Extracted text below:
Postmortem studies of human cases of alcohol use disorders (AUD) suggest that brain volume reductions are largely accounted for by shrinkage of white matter [1-3]; for example, the corpus callosum is significantly thinned [3-5]. In vivo, disruption of white matter integrity in chronic alcoholism can be detected with diffusion tensor imaging (DTI) [6-10] and can be more sensitive than measures of macrostructure (i.e., white matter volume) for detecting the throes of alcoholism [11,12].

Metrics of DTI provide indices of different features of fiber condition: fractional anisotropy (FA) indexes the degree of coherence of fiber tracts and ranges between 0 (lowest) to 1 (perfect linearity), and mean diffusivity (MD) is indicative of unrestricted water movement and reflects some aspects of tissue architecture [13-18]. Two derivative measures of mean diffusivity provide indices of selective features of white matter tracts: longitudinal diffusivity (also called axial, λL) is thought to reflect axonal integrity, whereas transverse diffusivity (also called radial, λT) is thought to reflect myelin integrity [19-21]. A common finding in adult human alcoholism is evidence for greater degradation (lower FA and higher MD with λT particularly affected)[22] of anterior (e.g., genu, anterior cingulate bundle, and frontal forceps) than posterior (e.g., splenium) white matter fiber tracts [7,8,11,23-27]. Mechanisms of alcoholic white matter injury, however, remain unknown.
End of Extracted text.
- [Work instruction A]
In the passage on white matter damage in alcoholism, what pattern of DTI measures counts as evidence that anterior fiber tracts are more degraded than posterior ones?
- [Work instruction B]
Could you write the next part of the passage on white matter damage in alcoholism, continuing after its final sentence?
Record extracts below:
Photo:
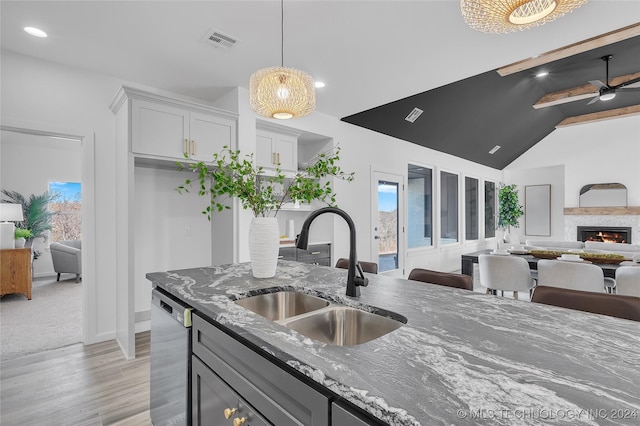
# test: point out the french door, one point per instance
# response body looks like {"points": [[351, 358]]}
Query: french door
{"points": [[387, 221]]}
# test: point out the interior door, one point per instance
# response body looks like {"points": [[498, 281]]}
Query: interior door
{"points": [[387, 220]]}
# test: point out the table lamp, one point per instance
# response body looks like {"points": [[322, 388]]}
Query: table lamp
{"points": [[9, 213]]}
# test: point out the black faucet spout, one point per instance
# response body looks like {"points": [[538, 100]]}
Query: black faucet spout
{"points": [[355, 276]]}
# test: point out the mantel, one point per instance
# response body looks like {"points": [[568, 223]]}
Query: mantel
{"points": [[602, 211]]}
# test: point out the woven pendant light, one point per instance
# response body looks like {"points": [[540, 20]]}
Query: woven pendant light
{"points": [[503, 16], [280, 92]]}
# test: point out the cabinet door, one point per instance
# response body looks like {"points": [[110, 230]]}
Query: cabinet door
{"points": [[208, 134], [265, 156], [211, 397], [159, 129], [286, 152]]}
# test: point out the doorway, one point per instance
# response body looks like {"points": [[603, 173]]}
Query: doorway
{"points": [[387, 219], [32, 161]]}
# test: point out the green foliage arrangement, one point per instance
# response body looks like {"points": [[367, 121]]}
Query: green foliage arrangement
{"points": [[510, 209], [22, 233], [264, 192], [37, 216]]}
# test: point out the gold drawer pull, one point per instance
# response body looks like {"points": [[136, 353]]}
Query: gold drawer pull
{"points": [[228, 412]]}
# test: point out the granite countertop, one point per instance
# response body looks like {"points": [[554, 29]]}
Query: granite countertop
{"points": [[462, 358]]}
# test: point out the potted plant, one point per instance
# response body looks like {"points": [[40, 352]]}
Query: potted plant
{"points": [[37, 217], [264, 192], [21, 236], [510, 209]]}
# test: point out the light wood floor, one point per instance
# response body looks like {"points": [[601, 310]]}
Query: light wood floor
{"points": [[77, 385]]}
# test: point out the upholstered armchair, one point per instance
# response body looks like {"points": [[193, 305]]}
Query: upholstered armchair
{"points": [[67, 258]]}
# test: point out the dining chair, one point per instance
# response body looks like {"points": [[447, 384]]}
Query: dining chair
{"points": [[628, 280], [571, 275], [615, 305], [442, 278], [505, 273], [370, 267]]}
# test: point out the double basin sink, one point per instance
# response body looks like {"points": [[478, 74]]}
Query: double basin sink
{"points": [[321, 320]]}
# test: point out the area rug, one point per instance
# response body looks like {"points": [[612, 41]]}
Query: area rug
{"points": [[50, 320]]}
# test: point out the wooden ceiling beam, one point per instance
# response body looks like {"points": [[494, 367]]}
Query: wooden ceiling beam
{"points": [[572, 49], [600, 116], [585, 91]]}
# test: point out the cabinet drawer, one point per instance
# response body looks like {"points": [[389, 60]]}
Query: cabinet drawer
{"points": [[314, 252], [212, 396], [281, 398], [287, 253]]}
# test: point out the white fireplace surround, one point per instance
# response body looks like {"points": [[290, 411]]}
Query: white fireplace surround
{"points": [[571, 223]]}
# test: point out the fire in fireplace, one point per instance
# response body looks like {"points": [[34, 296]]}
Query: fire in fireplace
{"points": [[607, 234]]}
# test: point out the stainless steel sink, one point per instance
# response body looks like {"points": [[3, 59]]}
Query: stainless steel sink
{"points": [[344, 326], [282, 304]]}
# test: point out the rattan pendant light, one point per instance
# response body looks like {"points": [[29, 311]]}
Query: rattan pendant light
{"points": [[280, 92], [503, 16]]}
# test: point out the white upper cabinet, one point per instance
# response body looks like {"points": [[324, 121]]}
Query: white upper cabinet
{"points": [[164, 128], [274, 149]]}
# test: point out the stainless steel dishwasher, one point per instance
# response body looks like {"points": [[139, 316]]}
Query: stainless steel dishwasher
{"points": [[170, 396]]}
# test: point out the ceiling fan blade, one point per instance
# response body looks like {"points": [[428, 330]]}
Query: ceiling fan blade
{"points": [[594, 100], [626, 83], [628, 89], [599, 84]]}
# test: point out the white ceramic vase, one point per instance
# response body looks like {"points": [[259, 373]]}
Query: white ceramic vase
{"points": [[263, 246]]}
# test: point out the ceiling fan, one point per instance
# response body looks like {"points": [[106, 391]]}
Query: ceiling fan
{"points": [[607, 92]]}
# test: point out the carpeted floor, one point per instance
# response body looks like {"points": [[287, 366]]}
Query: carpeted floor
{"points": [[50, 320]]}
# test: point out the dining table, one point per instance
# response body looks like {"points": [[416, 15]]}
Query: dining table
{"points": [[468, 259]]}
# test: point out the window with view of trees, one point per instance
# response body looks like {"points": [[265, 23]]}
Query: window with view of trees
{"points": [[448, 207], [471, 208], [420, 206], [67, 206], [489, 209]]}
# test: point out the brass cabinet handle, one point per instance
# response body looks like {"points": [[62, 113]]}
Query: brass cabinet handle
{"points": [[228, 412]]}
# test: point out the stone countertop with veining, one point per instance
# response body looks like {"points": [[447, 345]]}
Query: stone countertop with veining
{"points": [[462, 358]]}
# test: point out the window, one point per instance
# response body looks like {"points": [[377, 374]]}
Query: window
{"points": [[489, 209], [67, 222], [448, 208], [420, 206], [471, 208]]}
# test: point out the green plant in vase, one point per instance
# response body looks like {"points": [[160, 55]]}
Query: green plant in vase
{"points": [[509, 210]]}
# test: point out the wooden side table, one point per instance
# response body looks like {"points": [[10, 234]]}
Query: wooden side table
{"points": [[15, 271]]}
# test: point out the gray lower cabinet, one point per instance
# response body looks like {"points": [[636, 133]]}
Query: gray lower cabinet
{"points": [[212, 398], [221, 365], [316, 254]]}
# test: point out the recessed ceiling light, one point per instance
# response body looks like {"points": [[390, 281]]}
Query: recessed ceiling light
{"points": [[36, 32]]}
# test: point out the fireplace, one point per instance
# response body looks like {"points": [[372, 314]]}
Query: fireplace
{"points": [[607, 234]]}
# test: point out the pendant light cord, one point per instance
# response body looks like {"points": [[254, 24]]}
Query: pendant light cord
{"points": [[282, 33]]}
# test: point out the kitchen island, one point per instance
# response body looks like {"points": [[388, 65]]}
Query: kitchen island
{"points": [[462, 357]]}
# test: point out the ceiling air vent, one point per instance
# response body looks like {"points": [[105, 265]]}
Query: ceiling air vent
{"points": [[218, 39], [413, 115]]}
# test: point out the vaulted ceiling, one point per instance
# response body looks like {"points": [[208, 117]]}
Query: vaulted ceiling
{"points": [[370, 54], [470, 117]]}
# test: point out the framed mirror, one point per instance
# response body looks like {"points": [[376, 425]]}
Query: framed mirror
{"points": [[537, 210], [603, 195]]}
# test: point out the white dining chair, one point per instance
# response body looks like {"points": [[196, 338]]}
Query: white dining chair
{"points": [[628, 280], [571, 275], [505, 273]]}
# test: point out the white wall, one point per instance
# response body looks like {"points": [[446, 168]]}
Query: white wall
{"points": [[28, 163], [601, 152], [550, 175], [44, 96]]}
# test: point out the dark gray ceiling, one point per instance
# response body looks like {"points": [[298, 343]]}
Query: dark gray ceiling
{"points": [[469, 117]]}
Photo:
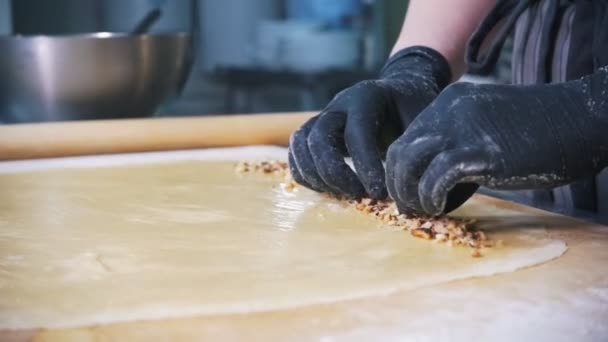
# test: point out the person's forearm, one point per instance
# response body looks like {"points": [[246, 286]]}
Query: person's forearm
{"points": [[444, 26]]}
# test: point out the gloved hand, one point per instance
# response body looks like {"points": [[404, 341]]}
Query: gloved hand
{"points": [[362, 121], [502, 137]]}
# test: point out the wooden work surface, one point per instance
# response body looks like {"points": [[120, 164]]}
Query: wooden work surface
{"points": [[565, 299]]}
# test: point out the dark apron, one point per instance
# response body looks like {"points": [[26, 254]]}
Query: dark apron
{"points": [[554, 41]]}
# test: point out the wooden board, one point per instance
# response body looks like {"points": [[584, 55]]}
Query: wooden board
{"points": [[60, 139]]}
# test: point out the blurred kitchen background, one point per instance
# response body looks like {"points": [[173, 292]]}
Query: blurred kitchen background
{"points": [[251, 55]]}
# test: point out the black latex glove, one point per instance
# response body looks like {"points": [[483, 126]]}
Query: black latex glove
{"points": [[502, 137], [362, 121]]}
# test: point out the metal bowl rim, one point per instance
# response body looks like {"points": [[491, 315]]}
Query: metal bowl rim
{"points": [[95, 35]]}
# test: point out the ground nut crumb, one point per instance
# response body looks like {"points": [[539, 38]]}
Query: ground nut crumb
{"points": [[448, 230]]}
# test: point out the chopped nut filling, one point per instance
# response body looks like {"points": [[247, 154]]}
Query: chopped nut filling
{"points": [[448, 230]]}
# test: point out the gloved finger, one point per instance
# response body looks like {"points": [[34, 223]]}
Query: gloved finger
{"points": [[361, 137], [295, 173], [302, 160], [326, 143], [411, 161], [447, 170]]}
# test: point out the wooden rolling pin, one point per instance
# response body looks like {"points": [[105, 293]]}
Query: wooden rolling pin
{"points": [[60, 139]]}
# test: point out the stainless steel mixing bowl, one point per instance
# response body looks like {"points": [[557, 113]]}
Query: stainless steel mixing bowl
{"points": [[90, 76]]}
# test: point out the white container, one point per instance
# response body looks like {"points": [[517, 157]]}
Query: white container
{"points": [[322, 51], [228, 30], [272, 36]]}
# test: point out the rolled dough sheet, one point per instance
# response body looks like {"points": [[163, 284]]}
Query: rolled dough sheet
{"points": [[115, 243]]}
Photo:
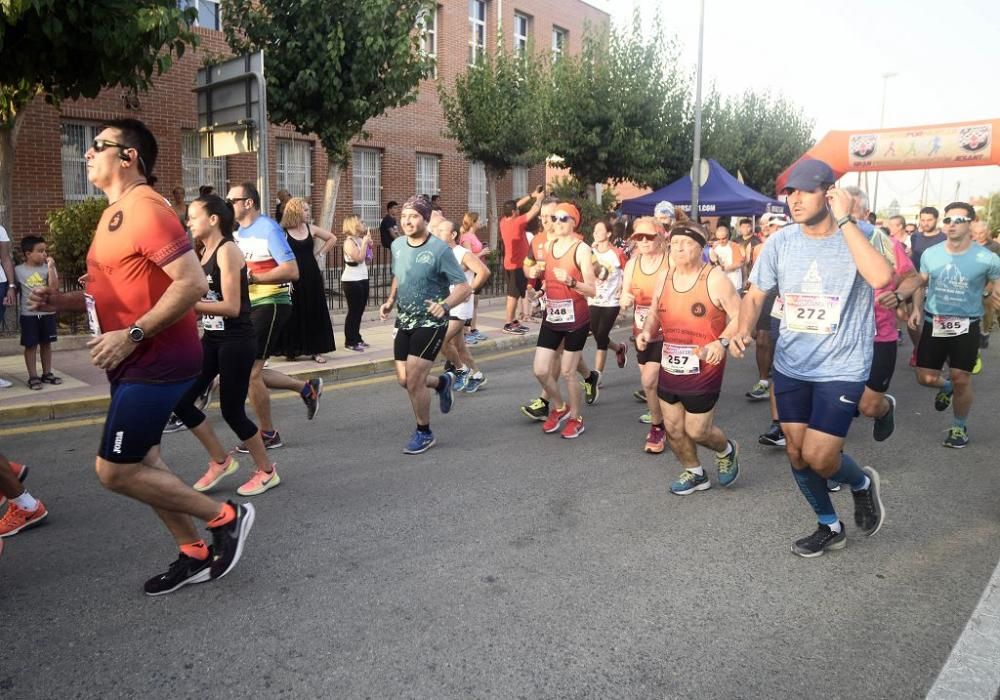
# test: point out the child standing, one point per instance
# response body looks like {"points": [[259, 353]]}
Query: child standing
{"points": [[38, 328]]}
End of Record extracts.
- [Your response A]
Anterior tracts such as the genu, anterior cingulate bundle, and frontal forceps show lower fractional anisotropy and higher mean diffusivity than posterior tracts such as the splenium. Transverse diffusivity is particularly affected.

- [Your response B]
Animal studies permit the interrogation of factors underlying white matter sensitivity to alcohol exposure. Animal models of components of human AUD enable control over relevant variables, such as amount, length, and pattern of alcohol exposure [28,29]. A variety of methods are available for exposing animals to alcohol and include vapor inhalation, intragastric infusion, and voluntary drinking. The 4-day binge protocol has been used extensively to model alcoholism in rodents because sustained blood alcohol level (BAL) elevations by intragastric alcohol administration have been shown as adequate for rapid induction of physical dependence in the rat [e.g., 30,31].

Although other studies have examined white matter tracts in rodents [32,33], to our knowledge, only one study measured DTI metrics in response to alcohol exposure in the rat: a single intragastric dose of alcohol resulted in mild decreases in the apparent diffusion coefficient (ADC, a DTI metric similar to MD) and no effects on FA [34]. This decrease in ADC is distinct from typical findings in humans with chronic alcoholism [8,24-27] and may be due to a species (rat vs. human) or alcohol exposure (acute vs. chronic) effects. To expand on this previous DTI finding in a more typically implemented animal model of alcohol exposure, the present study performed in vivo, quantitative fiber tracking on DTI data acquired in rats exposed to short-term binge alcohol via intragastric gavage [35]. We tested two principal hypotheses: 1) in vivo DTI in the rat would detect selective changes to white matter in response to binge alcohol exposure with greater abnormalities (lower FA and higher MD) in anterior than posterior fiber systems; and 2) as observed for ventricular volume and metabolite changes [35], disruption of fiber tracts would be transient, showing normalization with one week of recovery from alcohol. To minimize bias in selecting a limited number of white matter tracts to quantify, we also analyzed data using tract-based spatial statistics (TBSS), which determines DTI metrics in the whole white-matter skeleton of the brain.

Materials and Methods

Ethics Statement

The Institutional Animal Care and Use Committees at SRI International (protocol #01019) and Stanford University (protocol #8800) approved all procedures.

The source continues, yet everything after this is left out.